Document segment
_ _ _ _ _ _ _
Despite the likely wisdom of that approach, I feel reluctant to begin a big hardware project with a big software one first. I’d much rather start by designing a board with the parts I think I’ll need, building it, and then developing the FPGA logic and microcontroller code after the fact. This is clearly a riskier approach, since I might find some oversight or limitation in my hardware that required building a second version of the board. I might even get halfway through and discover that the whole project was much more difficult than I’d expected, and abandon it unfinished. Yet while I appreciate the value of upfront planning, I’ve never been one to dwell too long in the planning stage, preferring instead to just jump in and get started. With this approach I should be able to get something basic working fairly quickly, such as hardware that boots far enough to display a “sad mac” or boot error code on the display. That would probably be the first and last time I’d ever be thrilled to see an OS crash.

Read 12 comments and join the conversation

Building a Classic Mac Hardware Clone

August 15th, 2011 | Category: Plus Too | Author: Steve

What would it take to build a working clone of an early 80’s Macintosh computer? I’ve been kicking around the idea of a 68000-based project for a while– a custom computer something like BMOW 1, but using a 68000 CPU instead of a homebrew CPU design. More than two years ago I purchased a 68000 and a 68008 (68000 variant with an 8-bit bus) in anticipation of such a project, but never did anything with them. Recently, however, my thoughts returned to the 68000 idea in the form of a Mac 128K or Mac 512K clone. I’m imagining something like the Replica 1 Apple I clone, but for the classic Mac series: a custom hardware project using all new components (zero Apple hardware) which is able to directly run classic Mac software. In order to meet the zero Apple hardware requirement, a standard PS/2 or USB mouse and keyboard would be used, and some kind of floppy disk substitute like an SD card. The floppy disk would likely be the most challenging piece of the project by far, but I’ll return to that in a minute.
_ _ _ _ _ _ _
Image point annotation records

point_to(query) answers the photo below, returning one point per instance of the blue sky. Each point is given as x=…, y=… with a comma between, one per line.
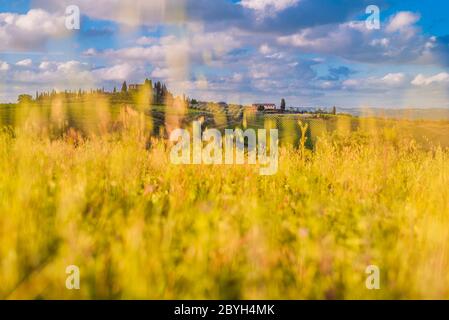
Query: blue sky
x=311, y=52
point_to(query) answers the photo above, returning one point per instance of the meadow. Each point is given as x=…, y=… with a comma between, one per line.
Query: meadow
x=103, y=195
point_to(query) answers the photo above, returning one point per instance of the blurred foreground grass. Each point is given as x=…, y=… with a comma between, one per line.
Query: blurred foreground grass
x=139, y=227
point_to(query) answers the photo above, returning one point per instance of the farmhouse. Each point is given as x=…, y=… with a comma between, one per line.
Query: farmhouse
x=134, y=87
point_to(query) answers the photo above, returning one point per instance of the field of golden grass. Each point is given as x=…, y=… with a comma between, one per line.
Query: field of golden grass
x=139, y=227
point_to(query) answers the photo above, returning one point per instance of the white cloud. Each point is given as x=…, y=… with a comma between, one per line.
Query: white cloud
x=4, y=66
x=402, y=21
x=24, y=63
x=422, y=80
x=353, y=41
x=29, y=31
x=128, y=12
x=388, y=81
x=146, y=41
x=268, y=5
x=118, y=72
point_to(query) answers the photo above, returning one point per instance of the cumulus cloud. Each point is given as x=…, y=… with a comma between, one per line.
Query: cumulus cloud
x=29, y=31
x=400, y=42
x=24, y=63
x=266, y=6
x=422, y=80
x=402, y=21
x=4, y=66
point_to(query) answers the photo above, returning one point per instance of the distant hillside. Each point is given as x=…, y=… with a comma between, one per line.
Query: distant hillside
x=409, y=114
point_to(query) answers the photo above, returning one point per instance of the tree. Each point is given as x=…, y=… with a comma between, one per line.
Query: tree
x=283, y=104
x=124, y=87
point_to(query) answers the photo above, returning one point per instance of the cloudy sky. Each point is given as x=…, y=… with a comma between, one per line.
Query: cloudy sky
x=311, y=52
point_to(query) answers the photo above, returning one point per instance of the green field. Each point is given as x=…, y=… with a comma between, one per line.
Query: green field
x=92, y=185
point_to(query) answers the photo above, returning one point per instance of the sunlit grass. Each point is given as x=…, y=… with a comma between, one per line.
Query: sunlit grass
x=139, y=227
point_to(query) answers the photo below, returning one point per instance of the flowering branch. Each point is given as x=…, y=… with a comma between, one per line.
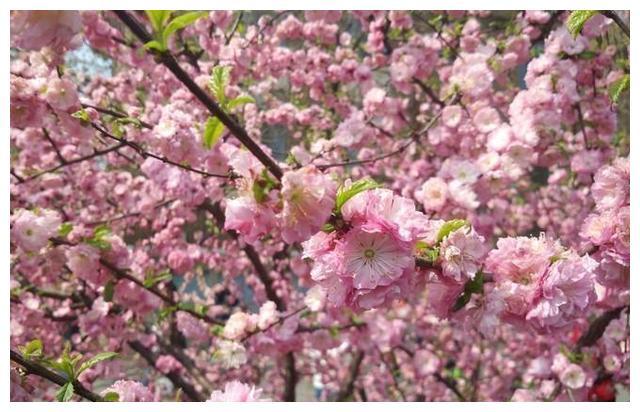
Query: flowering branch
x=170, y=62
x=33, y=368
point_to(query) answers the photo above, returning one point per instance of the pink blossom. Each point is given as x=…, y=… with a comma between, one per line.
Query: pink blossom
x=373, y=257
x=433, y=194
x=573, y=376
x=567, y=292
x=130, y=391
x=31, y=230
x=35, y=29
x=249, y=218
x=461, y=254
x=167, y=364
x=309, y=196
x=237, y=391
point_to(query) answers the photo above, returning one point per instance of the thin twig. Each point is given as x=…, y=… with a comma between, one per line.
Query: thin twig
x=234, y=128
x=36, y=369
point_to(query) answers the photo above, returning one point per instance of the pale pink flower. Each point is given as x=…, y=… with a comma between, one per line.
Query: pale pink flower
x=433, y=194
x=83, y=260
x=167, y=364
x=486, y=119
x=521, y=259
x=31, y=230
x=130, y=391
x=384, y=207
x=461, y=254
x=249, y=218
x=238, y=325
x=237, y=391
x=309, y=197
x=573, y=376
x=61, y=94
x=351, y=131
x=611, y=185
x=35, y=29
x=373, y=257
x=567, y=291
x=452, y=116
x=268, y=315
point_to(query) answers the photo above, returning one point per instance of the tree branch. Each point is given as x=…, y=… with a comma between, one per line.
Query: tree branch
x=618, y=20
x=173, y=376
x=33, y=368
x=354, y=371
x=171, y=63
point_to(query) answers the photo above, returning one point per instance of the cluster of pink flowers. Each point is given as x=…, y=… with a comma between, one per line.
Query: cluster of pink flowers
x=45, y=28
x=130, y=391
x=240, y=323
x=608, y=227
x=370, y=259
x=31, y=231
x=307, y=197
x=237, y=391
x=538, y=284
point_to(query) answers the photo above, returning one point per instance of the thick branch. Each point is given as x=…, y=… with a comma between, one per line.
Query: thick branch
x=354, y=370
x=618, y=20
x=39, y=370
x=171, y=63
x=146, y=154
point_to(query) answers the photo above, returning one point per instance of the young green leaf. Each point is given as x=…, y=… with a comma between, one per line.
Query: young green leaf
x=213, y=129
x=450, y=226
x=220, y=76
x=150, y=281
x=158, y=18
x=618, y=87
x=346, y=193
x=180, y=22
x=107, y=294
x=65, y=393
x=100, y=357
x=240, y=101
x=154, y=45
x=65, y=229
x=577, y=19
x=32, y=350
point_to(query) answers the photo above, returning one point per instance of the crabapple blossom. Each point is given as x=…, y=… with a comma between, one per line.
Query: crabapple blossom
x=364, y=205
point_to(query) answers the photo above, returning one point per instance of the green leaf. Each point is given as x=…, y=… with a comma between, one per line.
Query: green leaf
x=213, y=129
x=577, y=19
x=618, y=87
x=220, y=76
x=180, y=22
x=450, y=226
x=346, y=193
x=240, y=101
x=32, y=350
x=82, y=115
x=98, y=240
x=154, y=45
x=100, y=357
x=475, y=285
x=107, y=294
x=65, y=229
x=65, y=393
x=166, y=312
x=158, y=18
x=328, y=228
x=151, y=280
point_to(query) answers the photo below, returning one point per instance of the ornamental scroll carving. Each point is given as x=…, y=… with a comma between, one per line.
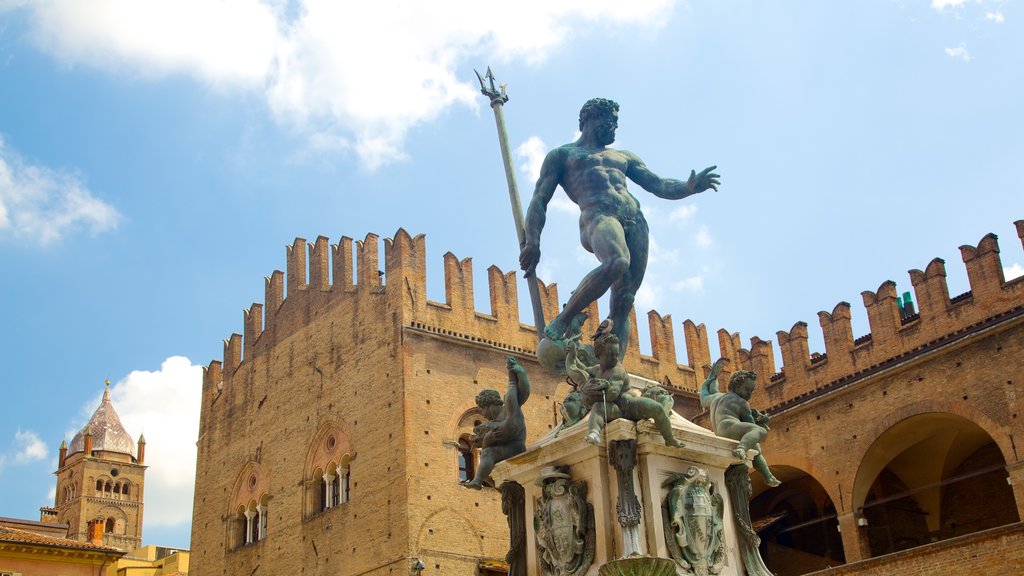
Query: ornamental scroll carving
_ _ _ _ _ _ _
Problems to solve
• a. In the Mac clone post, which two chips were bought more than two years ago for a possible 68000-based project?
• b. Can you condense the paragraph of the Mac clone post that begins "What would it take to build" into a short list of its main facts?

Answers
• a. A 68000 and a 68008, a 68000 variant with an 8-bit bus.

• b.
- The idea is a custom 68000-based computer, similar to BMOW 1 but with a 68000 CPU in place of a homebrew CPU design.
- A 68000 and a 68008 were bought more than two years ago for such a project but went unused.
- The plan is now a Mac 128K or Mac 512K clone, modeled on the Replica 1 Apple I clone.
- It would use only new components (zero Apple hardware) and run classic Mac software directly.
- A standard PS/2 or USB mouse and keyboard would be used, plus a floppy disk substitute such as an SD card.
- The floppy disk is expected to be by far the most challenging part.